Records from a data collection
------
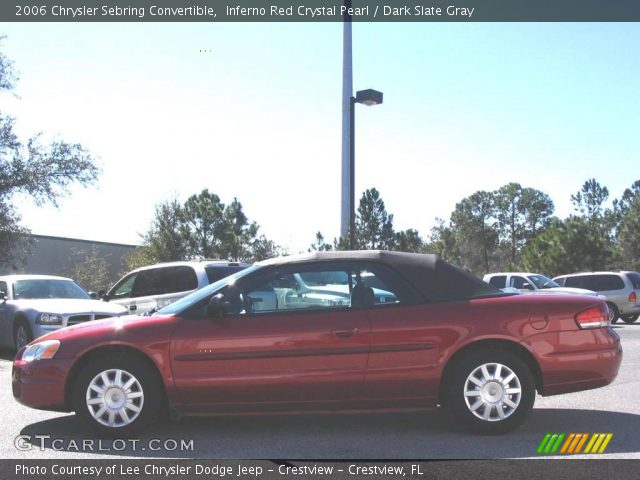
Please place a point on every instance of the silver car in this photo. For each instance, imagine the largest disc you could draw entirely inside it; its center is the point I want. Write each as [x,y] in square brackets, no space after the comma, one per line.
[34,305]
[621,289]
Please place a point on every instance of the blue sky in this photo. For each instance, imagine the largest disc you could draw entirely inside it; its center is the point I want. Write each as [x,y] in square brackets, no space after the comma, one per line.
[258,117]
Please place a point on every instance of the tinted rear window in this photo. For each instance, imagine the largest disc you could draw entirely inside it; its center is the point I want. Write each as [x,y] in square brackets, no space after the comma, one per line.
[598,283]
[635,279]
[218,272]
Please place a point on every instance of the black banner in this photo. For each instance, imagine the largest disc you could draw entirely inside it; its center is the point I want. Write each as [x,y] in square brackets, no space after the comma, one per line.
[320,11]
[281,470]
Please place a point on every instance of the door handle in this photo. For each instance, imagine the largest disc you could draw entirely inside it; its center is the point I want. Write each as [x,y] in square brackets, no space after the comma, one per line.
[345,333]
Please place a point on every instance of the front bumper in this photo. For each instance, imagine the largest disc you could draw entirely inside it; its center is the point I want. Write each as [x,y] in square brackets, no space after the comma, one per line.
[40,384]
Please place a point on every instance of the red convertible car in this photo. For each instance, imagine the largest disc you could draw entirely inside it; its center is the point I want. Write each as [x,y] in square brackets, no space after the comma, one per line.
[339,331]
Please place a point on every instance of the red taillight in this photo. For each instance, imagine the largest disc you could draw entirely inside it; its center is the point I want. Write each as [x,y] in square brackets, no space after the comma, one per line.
[593,317]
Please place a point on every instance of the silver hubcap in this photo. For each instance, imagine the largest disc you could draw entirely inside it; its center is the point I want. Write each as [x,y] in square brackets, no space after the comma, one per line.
[21,337]
[115,398]
[492,392]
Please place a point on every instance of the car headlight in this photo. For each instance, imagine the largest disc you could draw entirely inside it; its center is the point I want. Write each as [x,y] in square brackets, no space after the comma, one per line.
[49,319]
[41,350]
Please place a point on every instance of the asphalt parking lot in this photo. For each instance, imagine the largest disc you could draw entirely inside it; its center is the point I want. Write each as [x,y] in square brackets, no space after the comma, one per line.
[28,433]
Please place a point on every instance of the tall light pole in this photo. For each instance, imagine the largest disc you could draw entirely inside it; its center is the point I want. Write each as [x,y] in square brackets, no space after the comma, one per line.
[369,98]
[347,124]
[366,97]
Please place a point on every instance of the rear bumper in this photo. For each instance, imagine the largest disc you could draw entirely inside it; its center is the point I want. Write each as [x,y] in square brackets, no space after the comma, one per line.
[40,384]
[576,360]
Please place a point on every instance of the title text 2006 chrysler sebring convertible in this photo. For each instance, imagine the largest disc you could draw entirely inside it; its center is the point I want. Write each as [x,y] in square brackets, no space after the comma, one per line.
[327,332]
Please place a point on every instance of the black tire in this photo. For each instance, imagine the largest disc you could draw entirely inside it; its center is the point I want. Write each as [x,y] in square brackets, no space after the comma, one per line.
[614,314]
[462,406]
[146,381]
[22,334]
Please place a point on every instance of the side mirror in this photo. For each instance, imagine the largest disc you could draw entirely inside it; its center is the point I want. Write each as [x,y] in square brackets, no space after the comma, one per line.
[216,307]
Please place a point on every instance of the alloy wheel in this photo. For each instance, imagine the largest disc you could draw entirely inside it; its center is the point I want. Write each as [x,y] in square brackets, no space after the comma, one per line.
[114,398]
[492,392]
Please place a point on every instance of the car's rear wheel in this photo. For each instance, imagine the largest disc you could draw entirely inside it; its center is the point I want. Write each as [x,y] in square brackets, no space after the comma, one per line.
[613,312]
[21,334]
[118,395]
[491,392]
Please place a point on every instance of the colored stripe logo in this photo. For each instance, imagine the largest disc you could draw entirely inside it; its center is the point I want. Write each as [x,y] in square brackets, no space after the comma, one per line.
[574,443]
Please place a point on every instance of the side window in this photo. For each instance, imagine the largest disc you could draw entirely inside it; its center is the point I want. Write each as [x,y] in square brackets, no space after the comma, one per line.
[162,281]
[288,291]
[343,286]
[634,277]
[577,282]
[604,283]
[181,279]
[124,288]
[218,273]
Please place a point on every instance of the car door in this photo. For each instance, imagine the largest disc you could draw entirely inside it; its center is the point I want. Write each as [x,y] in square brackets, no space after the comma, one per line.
[406,341]
[6,328]
[277,343]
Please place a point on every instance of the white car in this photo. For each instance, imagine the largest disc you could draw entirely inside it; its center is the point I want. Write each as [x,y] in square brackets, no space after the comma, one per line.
[34,305]
[150,288]
[530,282]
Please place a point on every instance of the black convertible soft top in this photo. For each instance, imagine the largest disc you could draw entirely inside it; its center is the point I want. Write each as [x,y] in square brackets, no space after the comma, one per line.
[432,277]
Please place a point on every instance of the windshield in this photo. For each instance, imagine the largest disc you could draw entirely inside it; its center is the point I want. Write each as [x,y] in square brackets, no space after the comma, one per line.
[185,302]
[47,288]
[542,282]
------
Task requirements ->
Quote the data exactly, leaving every image out of the copy.

Output ->
Please place a point on every instance of the silver car in this photo. For each instance, imagine the largest disc you could draw entirely inside it; its center is the point I want. Write each as [x,y] in square brackets, no space after the comma, one per line.
[34,305]
[621,289]
Please place a point on every instance of the blue sky in this photo. For each instance, imagine the largest disc you could draw entirely inside it; its center is the point I want. Write each as [x,y] in square brackets, no space after the comma, one per line.
[258,117]
Please place a point on every instance of the tinted rear window in this photo. For each instance, imagine the largest disc you could draw entirely inside it; its center is the point I want. Write each as [x,y] in square brackets, no space after the comma, one per line.
[598,283]
[635,279]
[218,272]
Please place a point on every instance of the black banner in this photo. For each instance, imagine the largest disc you could draw entirely inside it; its center is the point I want. Write each as [x,y] in square brackets, no space after the comma, one per line.
[320,11]
[281,470]
Please place a point on every instance of the door handle in this photo. For each instance, imagine the largest disc you could draw entirely inside it; its center is the point I want. Write each as [x,y] in square brackets, no space after the comma, one per line.
[345,333]
Please place a point on every instance of the front bumper in this photo. For each instance, imagine the largest disc you could draw entirely inside it; its center is the point I want. Write each as [x,y] in square brackets, no space after the comma, one per line.
[40,384]
Please place a point on every instance of the red convertible car in this photo. For each instance, imagine the largest disc you could draw entirely inside it; its center is the point I want. Write each as [x,y] in square brackets, no space after the comma, one per line.
[339,331]
Please place a point on every instance of the red taillight in this photo. For each instance, imagine the largest disc you could draw entirely inside it; its center is the point I want. Write each as [x,y] in square brackets, no space after the comma, one per line.
[593,317]
Please place a point on every instance of the silver hubcap in this photo. For each instance, imagine the largest disc you could draw entirely inside it; its center is the point I want. Write each as [x,y] in square brackets, no space after the comma, one per line.
[21,337]
[115,398]
[492,392]
Please place a point on every instance of the car headlight in this photo. For each instance, imagine the largest disc you could draw entirely inside it; its center is the point I want. Write each as [x,y] in square brackets, no space after the comma, one per line.
[49,319]
[41,350]
Please place a point on every instance of the asphalt parking lot in this photo. For each instance, imagine the largest disc you could draw entirely inside it; its center is the point I want. Write each as [x,y] in square brackets, no space after the comma, one per line.
[28,433]
Please place a point on every instance of the tall light pole in this photo. For each instance, imagine the largest disc you could draw entirely inside it; its center is the point I want. Write each as [x,y] in square brackets, no space after the comma, one per line.
[369,98]
[347,124]
[366,97]
Please place a point on every instance of the rear bumper in this photo. For each instance, imagine the largest disc you could draw entirely inside it; its center is the point I want. Write each as [x,y] in square brackets, no space after the comma, one per line.
[40,384]
[576,360]
Please place a point on every instance of the title text 2006 chrysler sebring convertible in this photo. For each instance, imagine the largest disc you could draw entirely inside it; its center is the point I want. Write each as [x,y] in square brackets, no space after the comma, one per line.
[327,332]
Please place a point on every instance of the black tire in this photo. For each instance, imagine the largest disc you could draw entirely inside it; its center is the point I want. Write each as [x,y] in square brackets, no space after the comma, one per line.
[614,314]
[462,406]
[146,381]
[22,334]
Please place a point on every instance of the side mirror in this photo. For each instance, imagine the largest disc you could draw entirely inside it; its center is the point I want. Write each as [x,y] in square brackets, no space after the comma, one per line.
[216,307]
Please place a point on every instance of the alloy wheel in this photo. For each instance, imagine the largest disc you could draw entirely inside it; its center is the point I want. Write each as [x,y] in square brackets, no space after the comma, one per line.
[114,398]
[492,392]
Please place a point on every instance of the car's rear wheel in this photo. For each instance, imagine the largest disc you could draw entirely inside it; its center is the point I want. Write each as [x,y] in square brackets, no space after the comma, one per line.
[613,312]
[21,334]
[118,395]
[491,392]
Please place a point on every instance of the colored stripe logo in this photo. For each instance, imagine the largest disc you could draw entirely inside it; its center is the point I want. Write each as [x,y] in square brackets, no space after the comma, one per line.
[574,443]
Please place a point on every instance of the side window in this photo. For each instance, imagine the largest disc you could draw entirely inside it; its center is the point I want. Write each as [x,y] in square brackets, no space after the comma, one per line.
[162,281]
[288,291]
[343,286]
[634,277]
[577,282]
[604,283]
[181,279]
[124,288]
[218,273]
Please place a point on every instance of the car door in this photo. For each instance, imagine the largest disc you could draw entirely inside it; its center is the point I want. Write each as [x,y] in square brackets, no space after the comma, one per line.
[406,341]
[6,328]
[277,343]
Please place a point on every instance of the white car in this photo. For each instance, imagine the largest disc you could draw entirely inside it; its center is the point I want. Write each as [x,y] in square brackets, no space after the comma, one per line.
[34,305]
[150,288]
[530,282]
Please place a point on every instance of the black convertible soft top in this photo. For each instance, imagine the largest disc you could draw entirely inside it; its center is the point I want. Write each as [x,y] in square brackets, no space after the comma, one per line.
[432,277]
Please place a point on every instance of the windshield in this photo. For each instance, imagine the largest disc you could draw entirely inside it; its center is the point I want. Write each as [x,y] in square brackets, no space after the comma, one per line.
[185,302]
[47,288]
[542,282]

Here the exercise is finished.